● Written instruction: Begin at the line below that contains "Tag every instance of the billboard". Repeat it and all remaining lines of the records exactly.

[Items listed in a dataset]

★ ★ ★ ★ ★ ★ ★

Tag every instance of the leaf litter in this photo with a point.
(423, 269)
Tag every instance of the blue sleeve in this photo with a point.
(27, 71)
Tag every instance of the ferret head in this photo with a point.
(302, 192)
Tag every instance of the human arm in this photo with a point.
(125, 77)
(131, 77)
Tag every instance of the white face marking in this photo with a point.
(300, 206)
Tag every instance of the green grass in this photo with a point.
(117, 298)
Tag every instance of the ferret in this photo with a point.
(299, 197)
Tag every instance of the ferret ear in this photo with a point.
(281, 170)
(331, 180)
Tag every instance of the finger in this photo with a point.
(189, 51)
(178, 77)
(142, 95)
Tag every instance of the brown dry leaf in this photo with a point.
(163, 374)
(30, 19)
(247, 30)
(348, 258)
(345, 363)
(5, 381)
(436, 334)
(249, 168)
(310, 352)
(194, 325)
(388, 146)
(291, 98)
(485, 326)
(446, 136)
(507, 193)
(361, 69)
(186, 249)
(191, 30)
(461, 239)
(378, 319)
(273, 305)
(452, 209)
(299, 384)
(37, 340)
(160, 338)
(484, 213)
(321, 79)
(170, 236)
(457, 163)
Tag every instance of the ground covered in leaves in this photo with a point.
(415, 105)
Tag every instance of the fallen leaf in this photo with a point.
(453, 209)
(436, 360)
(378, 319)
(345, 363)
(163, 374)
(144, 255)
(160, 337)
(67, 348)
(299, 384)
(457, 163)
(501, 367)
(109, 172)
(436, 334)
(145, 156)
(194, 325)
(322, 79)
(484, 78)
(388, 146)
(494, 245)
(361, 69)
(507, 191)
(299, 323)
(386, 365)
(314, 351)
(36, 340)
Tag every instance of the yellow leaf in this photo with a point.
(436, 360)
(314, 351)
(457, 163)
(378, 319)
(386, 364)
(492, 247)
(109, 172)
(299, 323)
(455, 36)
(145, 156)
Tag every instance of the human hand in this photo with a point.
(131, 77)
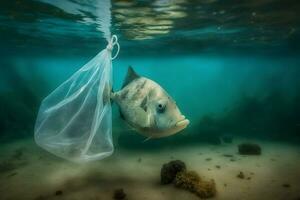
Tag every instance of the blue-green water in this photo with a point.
(233, 67)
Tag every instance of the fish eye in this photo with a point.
(161, 108)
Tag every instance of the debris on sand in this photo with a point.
(119, 194)
(241, 175)
(227, 139)
(249, 149)
(228, 155)
(6, 166)
(18, 153)
(190, 180)
(175, 172)
(169, 170)
(286, 185)
(58, 193)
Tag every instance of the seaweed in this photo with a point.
(191, 181)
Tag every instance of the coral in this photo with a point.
(190, 180)
(169, 170)
(249, 149)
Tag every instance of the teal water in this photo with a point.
(233, 67)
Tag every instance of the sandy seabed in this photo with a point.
(28, 172)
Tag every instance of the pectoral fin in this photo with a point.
(142, 118)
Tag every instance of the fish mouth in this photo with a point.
(183, 123)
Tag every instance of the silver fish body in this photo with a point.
(148, 108)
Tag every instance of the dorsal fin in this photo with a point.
(131, 75)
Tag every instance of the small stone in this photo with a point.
(286, 185)
(228, 155)
(241, 175)
(58, 193)
(249, 149)
(119, 194)
(227, 139)
(169, 170)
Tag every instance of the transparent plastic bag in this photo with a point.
(74, 122)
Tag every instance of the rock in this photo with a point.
(228, 155)
(169, 170)
(58, 193)
(241, 175)
(190, 180)
(119, 194)
(286, 185)
(249, 149)
(227, 139)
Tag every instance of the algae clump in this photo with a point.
(191, 181)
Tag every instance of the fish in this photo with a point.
(147, 107)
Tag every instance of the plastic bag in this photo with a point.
(74, 122)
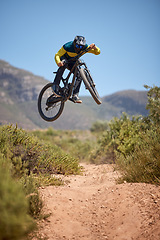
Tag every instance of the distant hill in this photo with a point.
(19, 91)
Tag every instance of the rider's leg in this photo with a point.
(77, 88)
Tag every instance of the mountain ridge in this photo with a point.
(19, 90)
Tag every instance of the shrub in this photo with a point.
(15, 221)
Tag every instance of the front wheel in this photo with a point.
(50, 107)
(88, 82)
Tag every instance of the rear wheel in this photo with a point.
(50, 107)
(90, 85)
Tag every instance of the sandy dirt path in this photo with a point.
(94, 207)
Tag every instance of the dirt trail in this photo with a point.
(94, 207)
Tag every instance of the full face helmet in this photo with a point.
(79, 43)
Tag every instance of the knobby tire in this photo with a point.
(57, 108)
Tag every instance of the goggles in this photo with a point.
(79, 46)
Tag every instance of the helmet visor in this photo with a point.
(79, 46)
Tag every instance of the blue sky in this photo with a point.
(126, 31)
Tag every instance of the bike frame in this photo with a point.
(78, 64)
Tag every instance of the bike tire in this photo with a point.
(89, 85)
(52, 112)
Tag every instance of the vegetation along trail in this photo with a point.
(93, 206)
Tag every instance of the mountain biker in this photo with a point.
(67, 51)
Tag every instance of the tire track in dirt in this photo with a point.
(94, 207)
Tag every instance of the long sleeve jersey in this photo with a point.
(67, 51)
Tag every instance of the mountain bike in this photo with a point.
(50, 106)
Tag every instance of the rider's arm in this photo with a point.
(59, 54)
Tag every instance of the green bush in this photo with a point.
(25, 164)
(15, 221)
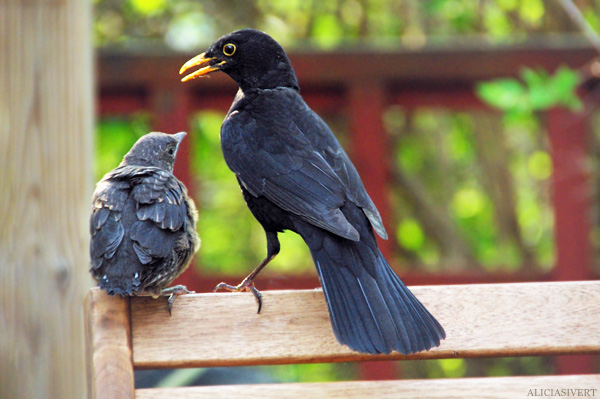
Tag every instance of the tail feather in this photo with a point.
(373, 312)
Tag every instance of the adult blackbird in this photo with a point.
(294, 175)
(143, 223)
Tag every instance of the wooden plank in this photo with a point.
(223, 329)
(108, 347)
(485, 388)
(46, 105)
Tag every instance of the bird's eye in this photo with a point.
(229, 49)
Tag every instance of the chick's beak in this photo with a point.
(199, 61)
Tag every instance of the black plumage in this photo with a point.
(143, 224)
(294, 175)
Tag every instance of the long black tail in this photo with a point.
(371, 309)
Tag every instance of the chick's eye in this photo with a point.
(229, 49)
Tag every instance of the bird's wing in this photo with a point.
(161, 211)
(325, 141)
(106, 227)
(280, 164)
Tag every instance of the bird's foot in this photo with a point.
(173, 292)
(246, 285)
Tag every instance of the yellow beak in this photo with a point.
(199, 61)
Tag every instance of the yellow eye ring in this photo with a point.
(229, 49)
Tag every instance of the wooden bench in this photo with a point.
(223, 329)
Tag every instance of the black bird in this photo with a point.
(294, 175)
(143, 223)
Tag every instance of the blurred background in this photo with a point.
(473, 123)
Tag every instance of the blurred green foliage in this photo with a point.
(450, 200)
(537, 90)
(189, 24)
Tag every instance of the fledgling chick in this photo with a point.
(143, 224)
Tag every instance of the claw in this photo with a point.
(173, 292)
(243, 286)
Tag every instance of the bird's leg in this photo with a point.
(173, 292)
(248, 283)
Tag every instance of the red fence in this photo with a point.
(364, 84)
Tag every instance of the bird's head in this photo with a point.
(154, 149)
(251, 57)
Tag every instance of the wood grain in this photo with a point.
(483, 388)
(223, 329)
(108, 347)
(46, 104)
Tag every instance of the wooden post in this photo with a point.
(46, 182)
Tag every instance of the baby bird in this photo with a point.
(143, 224)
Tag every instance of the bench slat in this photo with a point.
(488, 388)
(223, 329)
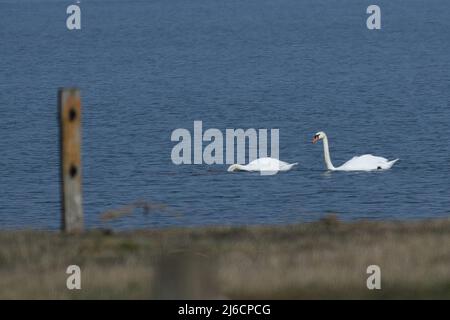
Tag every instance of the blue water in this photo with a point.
(146, 68)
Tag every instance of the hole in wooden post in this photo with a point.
(73, 171)
(72, 114)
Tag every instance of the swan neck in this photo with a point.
(326, 154)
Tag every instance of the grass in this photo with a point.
(326, 259)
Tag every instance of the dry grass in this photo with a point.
(327, 259)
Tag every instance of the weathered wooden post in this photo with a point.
(69, 108)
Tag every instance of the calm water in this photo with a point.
(148, 67)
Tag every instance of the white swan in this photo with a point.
(365, 162)
(264, 165)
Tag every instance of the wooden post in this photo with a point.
(69, 108)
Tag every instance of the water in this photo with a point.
(146, 68)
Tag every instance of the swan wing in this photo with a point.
(267, 164)
(367, 162)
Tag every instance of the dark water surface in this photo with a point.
(146, 68)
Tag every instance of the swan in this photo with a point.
(264, 165)
(365, 162)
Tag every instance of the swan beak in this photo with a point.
(315, 139)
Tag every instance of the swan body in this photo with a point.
(365, 162)
(263, 165)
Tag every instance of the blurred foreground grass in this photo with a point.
(326, 259)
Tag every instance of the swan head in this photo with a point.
(318, 136)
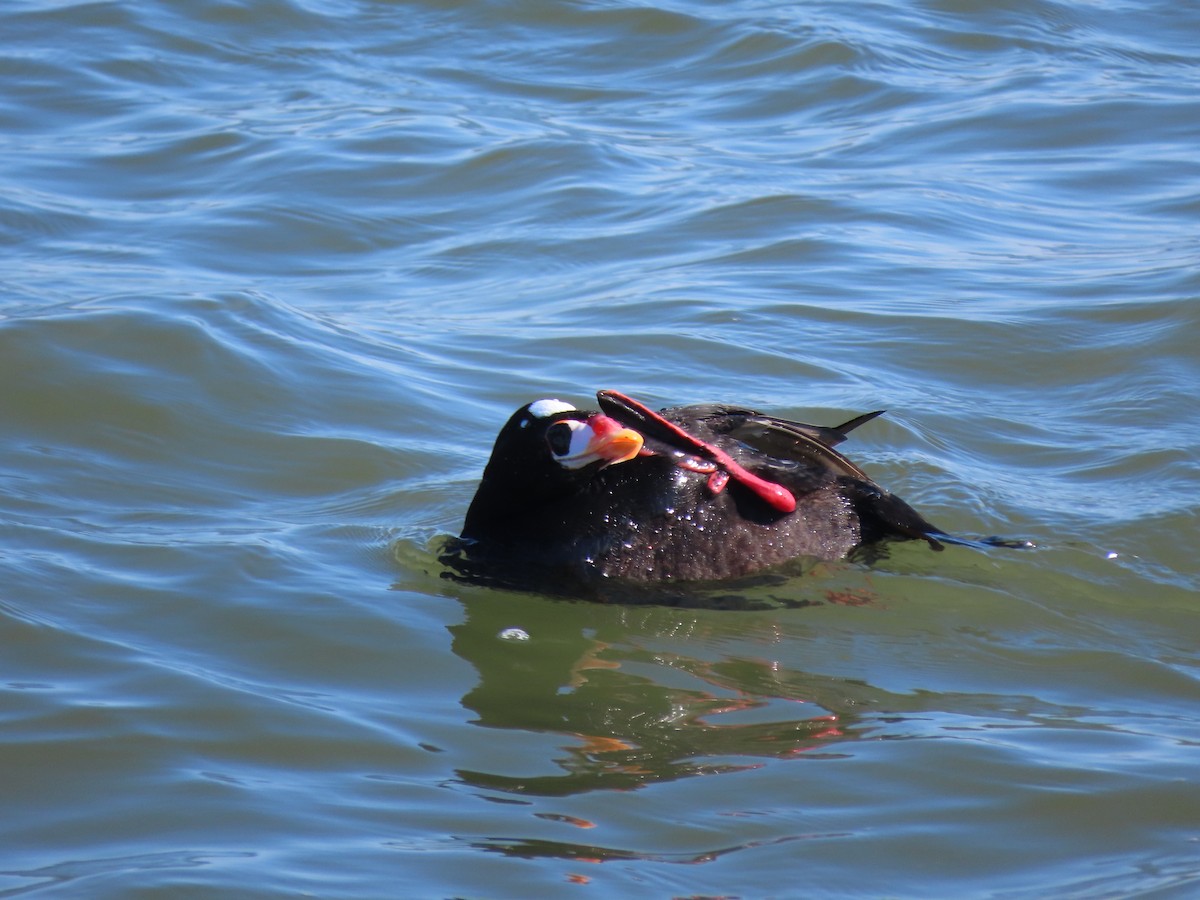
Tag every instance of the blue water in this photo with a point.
(274, 274)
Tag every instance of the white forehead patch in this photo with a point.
(544, 408)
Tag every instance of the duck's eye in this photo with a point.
(559, 435)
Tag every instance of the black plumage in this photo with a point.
(690, 493)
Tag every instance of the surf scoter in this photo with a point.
(689, 493)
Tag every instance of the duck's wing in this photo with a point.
(781, 439)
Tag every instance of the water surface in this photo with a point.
(274, 275)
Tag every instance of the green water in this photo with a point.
(276, 273)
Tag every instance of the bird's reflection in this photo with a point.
(639, 707)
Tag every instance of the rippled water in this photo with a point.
(275, 273)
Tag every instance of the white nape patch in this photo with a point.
(544, 408)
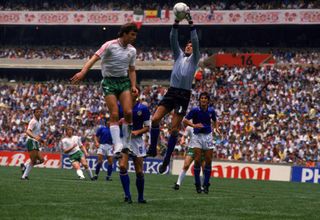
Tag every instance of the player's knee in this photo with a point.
(123, 169)
(139, 175)
(155, 123)
(175, 132)
(114, 116)
(127, 112)
(197, 163)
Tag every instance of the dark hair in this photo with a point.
(139, 89)
(36, 109)
(204, 94)
(126, 28)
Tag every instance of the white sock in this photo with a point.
(80, 173)
(27, 171)
(181, 177)
(115, 134)
(89, 172)
(126, 131)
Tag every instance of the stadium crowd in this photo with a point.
(86, 5)
(267, 114)
(283, 56)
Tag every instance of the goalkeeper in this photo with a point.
(178, 95)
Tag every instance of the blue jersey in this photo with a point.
(140, 116)
(204, 117)
(184, 67)
(104, 135)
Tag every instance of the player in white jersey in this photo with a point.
(189, 157)
(141, 125)
(33, 144)
(119, 80)
(71, 145)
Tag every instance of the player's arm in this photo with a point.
(146, 123)
(141, 131)
(68, 149)
(174, 40)
(80, 75)
(194, 39)
(96, 141)
(187, 121)
(30, 133)
(133, 79)
(215, 124)
(84, 150)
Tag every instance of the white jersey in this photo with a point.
(116, 59)
(188, 132)
(35, 126)
(71, 141)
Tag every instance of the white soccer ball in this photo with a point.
(180, 10)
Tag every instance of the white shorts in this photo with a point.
(202, 141)
(138, 147)
(105, 149)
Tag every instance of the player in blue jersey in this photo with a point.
(103, 141)
(178, 95)
(202, 119)
(141, 125)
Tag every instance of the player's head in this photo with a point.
(128, 32)
(69, 131)
(37, 112)
(188, 49)
(204, 99)
(104, 121)
(135, 97)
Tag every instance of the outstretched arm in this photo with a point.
(194, 39)
(174, 40)
(80, 75)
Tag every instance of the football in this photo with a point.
(180, 10)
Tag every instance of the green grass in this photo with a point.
(56, 194)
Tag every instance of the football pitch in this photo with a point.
(57, 194)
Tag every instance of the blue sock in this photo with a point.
(207, 174)
(154, 135)
(197, 170)
(98, 167)
(125, 181)
(109, 169)
(140, 186)
(171, 144)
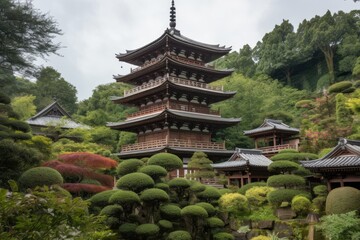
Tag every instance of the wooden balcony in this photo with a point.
(173, 143)
(275, 149)
(176, 80)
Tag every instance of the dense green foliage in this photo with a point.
(342, 200)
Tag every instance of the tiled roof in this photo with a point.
(271, 124)
(245, 157)
(345, 155)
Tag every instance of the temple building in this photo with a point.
(173, 96)
(340, 167)
(245, 166)
(273, 136)
(54, 115)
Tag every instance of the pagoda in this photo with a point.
(173, 96)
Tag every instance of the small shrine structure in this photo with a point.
(245, 166)
(340, 167)
(173, 95)
(273, 136)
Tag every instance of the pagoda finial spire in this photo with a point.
(172, 15)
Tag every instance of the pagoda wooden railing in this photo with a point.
(278, 148)
(173, 143)
(175, 106)
(176, 80)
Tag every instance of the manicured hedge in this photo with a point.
(166, 160)
(340, 87)
(194, 211)
(154, 171)
(40, 176)
(170, 212)
(154, 195)
(342, 200)
(135, 182)
(246, 187)
(286, 181)
(128, 166)
(179, 235)
(210, 209)
(147, 230)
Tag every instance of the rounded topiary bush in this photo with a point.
(179, 183)
(154, 195)
(209, 194)
(127, 230)
(102, 198)
(40, 176)
(112, 210)
(166, 160)
(162, 186)
(278, 196)
(340, 87)
(223, 236)
(300, 205)
(286, 181)
(170, 212)
(165, 225)
(342, 200)
(135, 182)
(123, 197)
(246, 187)
(210, 209)
(154, 171)
(128, 166)
(215, 222)
(179, 235)
(194, 211)
(283, 166)
(147, 230)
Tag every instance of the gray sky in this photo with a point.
(95, 30)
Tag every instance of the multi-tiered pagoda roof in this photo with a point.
(173, 92)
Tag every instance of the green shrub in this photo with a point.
(154, 171)
(40, 176)
(162, 186)
(147, 230)
(135, 182)
(342, 200)
(170, 212)
(246, 187)
(112, 210)
(340, 87)
(179, 235)
(257, 195)
(210, 209)
(102, 198)
(166, 160)
(283, 166)
(128, 230)
(278, 196)
(295, 157)
(304, 104)
(320, 190)
(215, 222)
(233, 203)
(300, 205)
(123, 198)
(128, 166)
(165, 224)
(194, 211)
(154, 195)
(286, 181)
(209, 194)
(223, 236)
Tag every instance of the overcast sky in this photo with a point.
(95, 30)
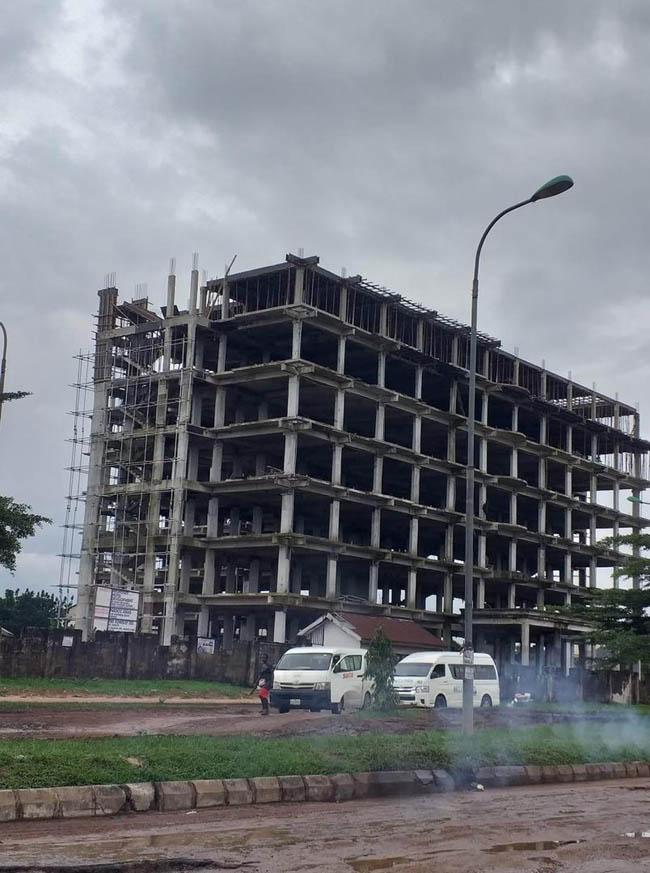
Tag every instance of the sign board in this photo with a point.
(205, 646)
(116, 609)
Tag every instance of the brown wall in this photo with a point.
(40, 654)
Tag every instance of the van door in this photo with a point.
(347, 680)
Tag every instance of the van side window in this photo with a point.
(485, 672)
(348, 664)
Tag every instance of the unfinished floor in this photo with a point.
(294, 442)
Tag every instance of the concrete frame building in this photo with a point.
(294, 443)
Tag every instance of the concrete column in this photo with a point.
(415, 484)
(254, 576)
(373, 581)
(413, 536)
(416, 442)
(375, 528)
(332, 567)
(340, 355)
(208, 572)
(290, 452)
(293, 396)
(418, 381)
(296, 338)
(381, 369)
(451, 492)
(525, 643)
(284, 569)
(512, 556)
(380, 418)
(448, 594)
(203, 626)
(411, 588)
(378, 475)
(339, 409)
(337, 458)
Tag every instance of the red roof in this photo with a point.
(400, 631)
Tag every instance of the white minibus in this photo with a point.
(321, 677)
(435, 679)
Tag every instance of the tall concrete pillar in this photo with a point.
(279, 626)
(525, 643)
(411, 591)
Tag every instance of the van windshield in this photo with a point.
(412, 669)
(304, 661)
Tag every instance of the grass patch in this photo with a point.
(160, 689)
(41, 763)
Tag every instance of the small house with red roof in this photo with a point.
(357, 629)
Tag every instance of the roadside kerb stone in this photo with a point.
(76, 801)
(534, 774)
(579, 772)
(209, 792)
(174, 795)
(319, 788)
(141, 796)
(642, 768)
(8, 805)
(37, 803)
(238, 792)
(510, 775)
(293, 788)
(343, 785)
(564, 773)
(266, 789)
(444, 781)
(109, 799)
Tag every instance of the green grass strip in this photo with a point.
(42, 763)
(157, 688)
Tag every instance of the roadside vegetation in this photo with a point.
(43, 763)
(144, 688)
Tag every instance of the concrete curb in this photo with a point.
(98, 800)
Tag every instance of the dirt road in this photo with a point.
(578, 828)
(84, 720)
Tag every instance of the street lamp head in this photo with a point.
(558, 185)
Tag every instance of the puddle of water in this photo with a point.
(537, 846)
(367, 865)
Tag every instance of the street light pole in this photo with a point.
(550, 189)
(3, 366)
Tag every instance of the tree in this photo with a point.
(380, 664)
(620, 617)
(18, 611)
(16, 522)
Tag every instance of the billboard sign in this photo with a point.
(116, 609)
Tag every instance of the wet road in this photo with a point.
(585, 828)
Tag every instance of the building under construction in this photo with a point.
(292, 442)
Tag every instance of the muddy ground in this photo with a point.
(576, 828)
(82, 720)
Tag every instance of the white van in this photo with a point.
(435, 679)
(321, 677)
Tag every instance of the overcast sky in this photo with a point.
(380, 135)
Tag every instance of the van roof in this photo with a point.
(432, 657)
(327, 650)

★ ★ ★ ★ ★ ★ ★

● Written solution:
Tag every instance of the billboard sign in this photo with a point.
(116, 609)
Tag every instance of the wet road in this photo with a point.
(585, 828)
Tag every instance of the building under construction in this photo with a point.
(292, 442)
Tag every instance of the muddy ground in this photo with a point.
(576, 828)
(82, 720)
Tag every instance of the white van in this photo with a point.
(435, 679)
(321, 677)
Tag every instance of the overcast sky in this photo with a point.
(380, 135)
Tag every instance of the van roof in this photo with a point.
(432, 657)
(327, 650)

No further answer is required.